### EXCERPT PROVIDED
▽
Trying to Keep Ahead (while being behind)

25 Feb

Sorry to leave you all hanging like that, if there was anyone who felt that way.  I wasn’t even intending to post today except that I was catching up with Reflective Teacher  who graced me with the title of “The hardest working guy in the business” or something like that.  Funnily enough, this hardest working guy was on vacation!


One of the benefits of starting school in July is getting a week-long winter break in February and I’ve used it catch up tree pruning, gardening and some family time.   And blog reading, as I’m so woefully behind.  I really really needed the break but it is not without cost.  We have one week until the GAA is due.  Yeah, that thing.  I’ll just be glad to have it finished.


Every year, almost without exception, I always wonder if I will be back next year.  I never take my position for granted and am always looking around for whatever.  Last year it was the behaviorist position.  I’m actually glad that one didn’t work out as the person who got it is that good and it is that big of a job.


This year I’m having thoughts about a different sort of move.  I like what I do, at least as far as the kids.  But the extra work of the alternate assessment has totally sucked all the time away from what I would and should normally be doing with them.  Between that and LEAing IEP meetings I rarely get to see them at all! 


It was while LEAing IEP meetings that I realized there is an opportunity out there that I just might be able to take advantage of, if I so desired.  The students who were having IEPs last week were higher functioning and were in almost all regular education classes.  Some of these students were in serious need of extra help and were not getting it.  Many of them were in a resource class where the teacher just left two weeks ago and all that’s there is the para.  There are collaborative classes, especially for history, computers and some English.  But there are virtually no special education collaborative teachers available for math or science.
△
### EXERCISES TO COMPLETE
A – Can you repeat the stretch of the teacher's blog post from "Trying to Keep" through "have it finished."?
B – Answer these about the teacher's blog post:
(i) How long is the winter break that falls in February?
(ii) What position was the writer looking at last year?
(iii) For which subjects are there virtually no special education collaborative teachers available?
C – Could you write the next part of the teacher's blog post, picking up after its final sentence?
The listing that follows has no connection to the teacher's blog post.

### SUPPLIED MATERIAL
▽
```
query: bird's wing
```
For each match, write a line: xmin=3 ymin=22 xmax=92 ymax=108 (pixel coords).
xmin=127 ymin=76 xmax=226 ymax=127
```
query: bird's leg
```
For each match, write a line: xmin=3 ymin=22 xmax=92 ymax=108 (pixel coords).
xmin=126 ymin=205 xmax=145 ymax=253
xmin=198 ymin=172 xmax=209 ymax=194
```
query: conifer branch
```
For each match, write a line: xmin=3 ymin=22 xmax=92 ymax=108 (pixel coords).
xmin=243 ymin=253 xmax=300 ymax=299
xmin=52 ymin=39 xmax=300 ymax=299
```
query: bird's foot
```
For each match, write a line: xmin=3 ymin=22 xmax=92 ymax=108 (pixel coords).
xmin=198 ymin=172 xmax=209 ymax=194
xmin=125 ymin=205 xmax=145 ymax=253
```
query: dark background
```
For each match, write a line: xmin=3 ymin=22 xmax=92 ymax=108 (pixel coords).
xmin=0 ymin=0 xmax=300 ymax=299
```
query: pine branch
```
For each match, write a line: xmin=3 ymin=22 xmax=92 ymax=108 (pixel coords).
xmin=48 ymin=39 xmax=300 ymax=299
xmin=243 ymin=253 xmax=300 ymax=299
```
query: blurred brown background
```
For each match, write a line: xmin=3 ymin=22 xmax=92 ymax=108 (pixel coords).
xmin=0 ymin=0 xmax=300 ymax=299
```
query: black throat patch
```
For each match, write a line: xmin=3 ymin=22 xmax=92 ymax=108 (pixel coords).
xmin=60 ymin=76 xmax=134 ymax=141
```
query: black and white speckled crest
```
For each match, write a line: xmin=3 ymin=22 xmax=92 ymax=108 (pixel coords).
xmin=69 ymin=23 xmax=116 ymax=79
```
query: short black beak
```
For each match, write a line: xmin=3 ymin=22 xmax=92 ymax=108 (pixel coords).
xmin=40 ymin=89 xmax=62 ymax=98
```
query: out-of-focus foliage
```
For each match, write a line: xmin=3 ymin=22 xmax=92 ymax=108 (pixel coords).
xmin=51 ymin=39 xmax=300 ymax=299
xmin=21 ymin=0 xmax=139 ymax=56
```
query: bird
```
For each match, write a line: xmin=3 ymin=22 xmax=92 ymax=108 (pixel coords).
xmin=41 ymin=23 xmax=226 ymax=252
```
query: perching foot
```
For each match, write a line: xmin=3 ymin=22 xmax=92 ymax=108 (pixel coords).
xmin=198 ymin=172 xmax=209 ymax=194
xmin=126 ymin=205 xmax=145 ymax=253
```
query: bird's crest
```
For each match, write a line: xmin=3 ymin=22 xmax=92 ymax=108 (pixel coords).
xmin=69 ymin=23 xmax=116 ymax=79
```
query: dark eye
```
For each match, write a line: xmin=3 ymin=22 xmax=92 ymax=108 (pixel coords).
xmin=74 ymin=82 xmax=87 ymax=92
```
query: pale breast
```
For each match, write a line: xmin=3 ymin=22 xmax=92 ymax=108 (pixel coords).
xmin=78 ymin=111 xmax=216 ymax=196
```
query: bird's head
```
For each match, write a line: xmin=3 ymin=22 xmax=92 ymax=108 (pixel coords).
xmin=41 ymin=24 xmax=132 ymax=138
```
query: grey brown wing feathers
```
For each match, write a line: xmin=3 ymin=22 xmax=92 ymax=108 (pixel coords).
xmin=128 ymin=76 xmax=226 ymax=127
△
### RESULTS OF THE EXERCISE
A –
Trying to Keep Ahead (while being behind)

25 Feb

Sorry to leave you all hanging like that, if there was anyone who felt that way.  I wasn’t even intending to post today except that I was catching up with Reflective Teacher  who graced me with the title of “The hardest working guy in the business” or something like that.  Funnily enough, this hardest working guy was on vacation!


One of the benefits of starting school in July is getting a week-long winter break in February and I’ve used it catch up tree pruning, gardening and some family time.   And blog reading, as I’m so woefully behind.  I really really needed the break but it is not without cost.  We have one week until the GAA is due.  Yeah, that thing.  I’ll just be glad to have it finished.

B –
(i) A week.
(ii) The behaviorist position.
(iii) Math and science.

C –
Again, this is a bit of fall-out from NCLB.  According to NCLB, students are to be taught be teachers who are Highly Qualified (HQ).  If a student is in a regular education class, they will have a regular education teacher who is HQ.  No problems, right?  However, at least the way the HQ provision is being applied at our high school the collaborative Sp. Ed. teachers also have to be HQ in the subject they are collaborating.  IOW, the collab history teacher needs to be HQ in special education and history.  History is no problem at all, since many special educators are old social studies majors.  However, how many old math or science majors are out there who also have degrees in special education?  I do know of one science teacher who did special education but he is now doing science full-time. 


That is the way this wind is going to blow, folks.  There is a lot of talk about requiring teachers to get dual certification.  The problem is that anyone with the certificate in math or science will teach those subjects instead of staying in special education.  This is one reason we have such a shortage of HQ special educators is because the pipeline flows in such a way as they leave to teach something else as soon as they can.  And this field is not getting any easier.


So what does this have to do with me and those IEPs?  So many students need to be in collaborative classes in biology and science and the school doesn’t offer it because they don’t have a teacher HQ in both science and sp. ed.  Sometimes they’ll staff a para in there, but that’s really not a substantial help especially since the newest teachers are often the ones who are saddled with all the special ed. kids.


And do we need to talk about NCLB and AYP?  There is a dire need here.


It just so happens I might be able to get HQ in science fairly quickly.  At least biology plus I’m also HQ in Vo-Ag.  And those folks get creamed with gobs of special ed. kids!


I’m just thinking about it and looking into it.  There are a lot of factors to look at.  I’m looking at the fact I’m getting older and less able to lift these kids who need tons of lifting and who are weighing tons.  I’m looking at the wearing affects of being the undertaker year after year. 


One benefit of special education is the ability to try some different things which I think is important to avoid getting stale or just burned out.  I would rather fade out than burn out any day and if things stay on the present trajectory there will be more sp. ed. teachers being carried out on stretchers.    I’m just trying to stay ahead of the game for the next 20 years.